*Text excerpt:*
********************

[Bug Report] nvmet-tcp: unbalanced percpu_ref_put on data digest error after nvmet_req_init failure causes refcount underflow, use-after-free, and permanent workqueue deadlock

Sun Apr 5 12:55:19 PDT 2026

Hi all,

Just following up on this report. Please let me know if there are any
questions about the analysis or if any additional information would be
helpful.

Thanks,
Shivam Kumar

On Wed, Mar 25, 2026 at 12:29 AM Chaitanya Kulkarni
<chaitanyak at nvidia.com> wrote:
>
> +linux-nvme list as well.
>
> On 3/24/26 21:22, Shivam Kumar wrote:
> > Hi Greg, Christoph, Sagi, Chaitanya
> >
> > Following up on my previous report (percpu_ref underflow in
> > nvmet_tcp_try_recv_ddgst). During testing with the percpu_ref patch
> > applied, I identified a separate vulnerability triggered by the same
> > PoC. This one affects the queue kref (not the SQ percpu_ref) and has a
> > different root cause.

********************

*Records shown:*
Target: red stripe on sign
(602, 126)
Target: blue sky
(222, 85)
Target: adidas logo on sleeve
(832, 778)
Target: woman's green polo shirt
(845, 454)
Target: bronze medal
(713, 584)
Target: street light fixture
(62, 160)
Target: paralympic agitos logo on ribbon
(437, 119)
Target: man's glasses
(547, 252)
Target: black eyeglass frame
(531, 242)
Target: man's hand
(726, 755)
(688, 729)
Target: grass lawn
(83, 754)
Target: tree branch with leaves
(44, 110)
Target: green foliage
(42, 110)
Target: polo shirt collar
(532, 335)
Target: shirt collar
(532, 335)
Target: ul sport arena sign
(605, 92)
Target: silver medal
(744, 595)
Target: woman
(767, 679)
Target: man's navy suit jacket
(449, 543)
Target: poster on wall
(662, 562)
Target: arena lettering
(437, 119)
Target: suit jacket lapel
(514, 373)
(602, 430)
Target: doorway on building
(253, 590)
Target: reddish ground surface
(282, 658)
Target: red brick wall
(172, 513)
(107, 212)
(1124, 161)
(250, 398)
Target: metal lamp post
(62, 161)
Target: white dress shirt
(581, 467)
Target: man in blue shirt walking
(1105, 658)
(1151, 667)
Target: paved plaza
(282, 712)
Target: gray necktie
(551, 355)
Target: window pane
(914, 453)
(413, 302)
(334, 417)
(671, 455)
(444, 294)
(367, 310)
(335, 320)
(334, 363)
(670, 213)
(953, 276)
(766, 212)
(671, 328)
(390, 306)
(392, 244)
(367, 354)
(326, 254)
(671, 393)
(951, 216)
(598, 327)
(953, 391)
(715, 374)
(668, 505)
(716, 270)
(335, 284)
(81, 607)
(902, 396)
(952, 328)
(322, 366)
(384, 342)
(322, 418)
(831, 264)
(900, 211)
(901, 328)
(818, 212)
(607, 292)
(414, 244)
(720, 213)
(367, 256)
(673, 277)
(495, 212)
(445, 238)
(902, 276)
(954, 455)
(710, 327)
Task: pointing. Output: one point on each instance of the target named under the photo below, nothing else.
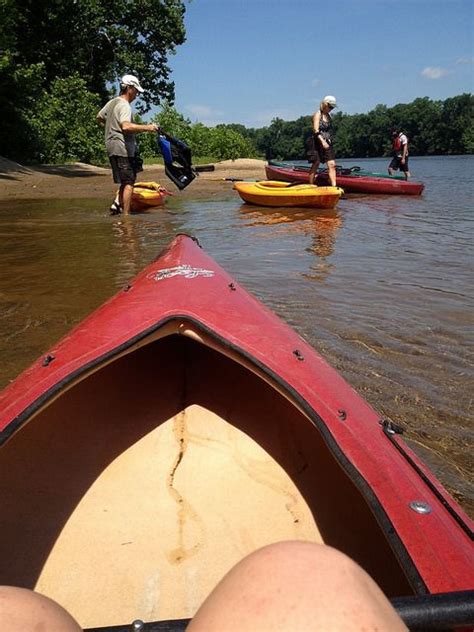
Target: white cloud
(264, 118)
(205, 114)
(434, 72)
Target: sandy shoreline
(79, 180)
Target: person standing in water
(120, 141)
(320, 146)
(400, 153)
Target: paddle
(426, 612)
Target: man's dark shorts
(397, 164)
(123, 169)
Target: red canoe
(352, 183)
(144, 454)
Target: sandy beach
(79, 180)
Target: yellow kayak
(148, 194)
(276, 193)
(145, 195)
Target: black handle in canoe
(444, 611)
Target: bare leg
(332, 172)
(296, 586)
(125, 195)
(313, 171)
(23, 610)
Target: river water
(383, 288)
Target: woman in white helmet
(320, 146)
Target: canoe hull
(181, 426)
(282, 194)
(350, 183)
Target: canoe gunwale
(186, 325)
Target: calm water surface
(382, 287)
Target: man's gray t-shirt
(118, 142)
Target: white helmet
(330, 100)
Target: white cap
(330, 100)
(131, 80)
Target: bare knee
(296, 586)
(23, 610)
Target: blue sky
(248, 61)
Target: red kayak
(183, 425)
(351, 183)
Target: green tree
(65, 123)
(97, 40)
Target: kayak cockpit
(143, 481)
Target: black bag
(137, 163)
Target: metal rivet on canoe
(390, 428)
(47, 360)
(420, 506)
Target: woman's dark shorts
(397, 164)
(316, 152)
(123, 169)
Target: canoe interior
(131, 494)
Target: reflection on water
(381, 286)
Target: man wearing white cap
(120, 141)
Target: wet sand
(79, 180)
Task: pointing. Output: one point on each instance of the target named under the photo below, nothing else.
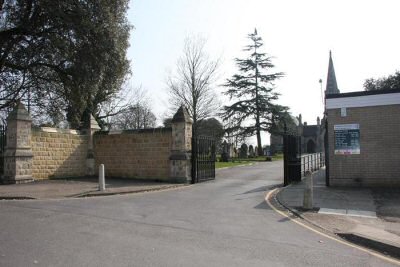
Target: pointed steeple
(331, 84)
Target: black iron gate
(2, 147)
(291, 158)
(203, 159)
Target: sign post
(347, 139)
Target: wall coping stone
(56, 130)
(136, 131)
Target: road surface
(225, 222)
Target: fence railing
(3, 140)
(312, 162)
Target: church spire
(331, 84)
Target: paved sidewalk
(368, 216)
(78, 187)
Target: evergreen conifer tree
(252, 88)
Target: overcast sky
(363, 37)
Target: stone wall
(379, 158)
(58, 153)
(142, 154)
(43, 153)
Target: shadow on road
(262, 189)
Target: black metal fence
(3, 140)
(291, 158)
(203, 159)
(312, 162)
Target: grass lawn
(247, 161)
(219, 165)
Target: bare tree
(192, 84)
(137, 116)
(129, 110)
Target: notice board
(347, 139)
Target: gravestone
(243, 151)
(225, 155)
(251, 151)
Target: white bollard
(102, 183)
(308, 192)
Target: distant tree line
(63, 57)
(385, 83)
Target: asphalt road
(225, 222)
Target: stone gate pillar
(18, 155)
(180, 164)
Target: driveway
(225, 222)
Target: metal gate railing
(291, 158)
(3, 139)
(312, 162)
(203, 159)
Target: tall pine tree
(253, 89)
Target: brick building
(363, 134)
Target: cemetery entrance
(203, 159)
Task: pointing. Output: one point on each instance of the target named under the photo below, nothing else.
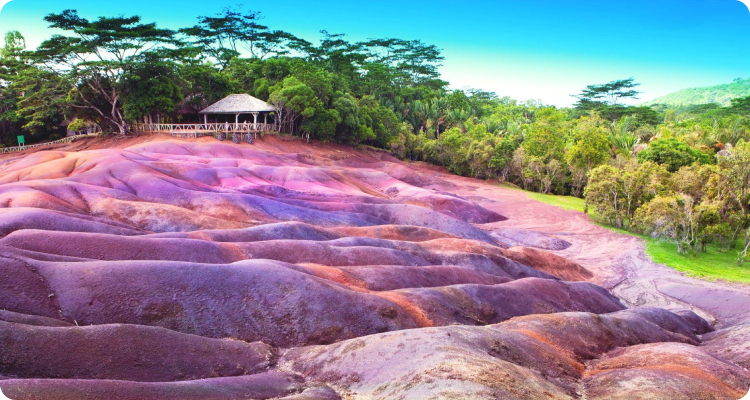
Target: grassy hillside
(713, 264)
(722, 94)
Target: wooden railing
(202, 129)
(67, 139)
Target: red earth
(166, 268)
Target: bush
(673, 154)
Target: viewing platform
(209, 129)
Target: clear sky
(526, 49)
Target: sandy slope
(310, 271)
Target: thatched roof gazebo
(237, 105)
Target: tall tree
(611, 93)
(94, 60)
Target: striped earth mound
(163, 269)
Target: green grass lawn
(564, 202)
(710, 265)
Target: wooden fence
(67, 139)
(196, 130)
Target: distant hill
(722, 94)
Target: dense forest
(677, 172)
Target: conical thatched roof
(237, 104)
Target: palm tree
(622, 136)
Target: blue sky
(526, 49)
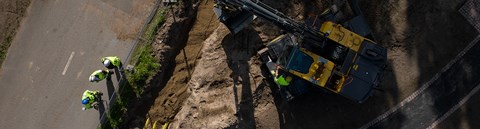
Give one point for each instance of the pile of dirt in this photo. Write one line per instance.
(223, 82)
(170, 39)
(172, 96)
(228, 89)
(11, 15)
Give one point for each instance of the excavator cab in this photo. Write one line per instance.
(235, 19)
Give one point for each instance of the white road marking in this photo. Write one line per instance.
(68, 63)
(454, 108)
(424, 86)
(30, 65)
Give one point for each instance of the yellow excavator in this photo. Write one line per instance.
(332, 52)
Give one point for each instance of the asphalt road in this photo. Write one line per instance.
(57, 47)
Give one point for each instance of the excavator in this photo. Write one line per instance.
(335, 51)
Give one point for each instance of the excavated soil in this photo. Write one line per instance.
(174, 93)
(228, 88)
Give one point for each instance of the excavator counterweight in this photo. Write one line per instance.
(341, 58)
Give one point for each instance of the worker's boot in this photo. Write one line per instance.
(289, 97)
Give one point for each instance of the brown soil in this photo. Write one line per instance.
(174, 93)
(11, 15)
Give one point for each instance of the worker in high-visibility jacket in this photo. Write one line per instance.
(89, 98)
(99, 75)
(111, 62)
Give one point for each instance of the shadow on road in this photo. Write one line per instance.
(101, 110)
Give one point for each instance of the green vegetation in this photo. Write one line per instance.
(145, 66)
(4, 47)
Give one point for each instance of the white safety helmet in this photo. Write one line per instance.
(106, 63)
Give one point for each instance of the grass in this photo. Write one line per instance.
(4, 48)
(145, 66)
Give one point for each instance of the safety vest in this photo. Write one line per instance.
(88, 94)
(99, 74)
(113, 59)
(282, 81)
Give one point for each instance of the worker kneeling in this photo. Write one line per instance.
(99, 75)
(111, 62)
(283, 81)
(91, 99)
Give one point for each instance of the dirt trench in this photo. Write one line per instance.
(172, 96)
(228, 89)
(169, 41)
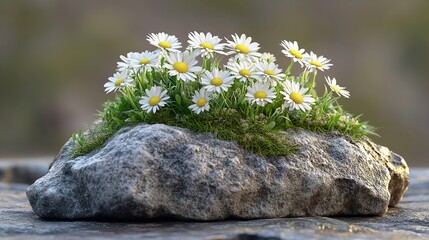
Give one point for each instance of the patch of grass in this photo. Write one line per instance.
(263, 135)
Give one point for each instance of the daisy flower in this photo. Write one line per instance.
(243, 46)
(243, 70)
(291, 49)
(267, 57)
(118, 81)
(340, 91)
(154, 99)
(217, 80)
(164, 41)
(312, 61)
(295, 96)
(126, 61)
(182, 65)
(145, 60)
(201, 101)
(269, 70)
(260, 93)
(206, 44)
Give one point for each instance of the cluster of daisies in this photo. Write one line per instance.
(198, 72)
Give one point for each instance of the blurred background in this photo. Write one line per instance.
(55, 57)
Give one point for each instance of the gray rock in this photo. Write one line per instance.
(158, 171)
(408, 220)
(22, 170)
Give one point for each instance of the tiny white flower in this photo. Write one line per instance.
(126, 62)
(312, 61)
(182, 65)
(260, 93)
(269, 70)
(243, 46)
(206, 44)
(292, 50)
(164, 41)
(217, 80)
(201, 101)
(145, 60)
(340, 91)
(154, 99)
(243, 70)
(268, 57)
(296, 97)
(118, 81)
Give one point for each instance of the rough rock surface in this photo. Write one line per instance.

********************

*Task goal:* In the nvmet-tcp bug report above, which reference count does the separate vulnerability identified during testing with the percpu_ref patch affect?

*Solution:* The queue kref, not the SQ percpu_ref.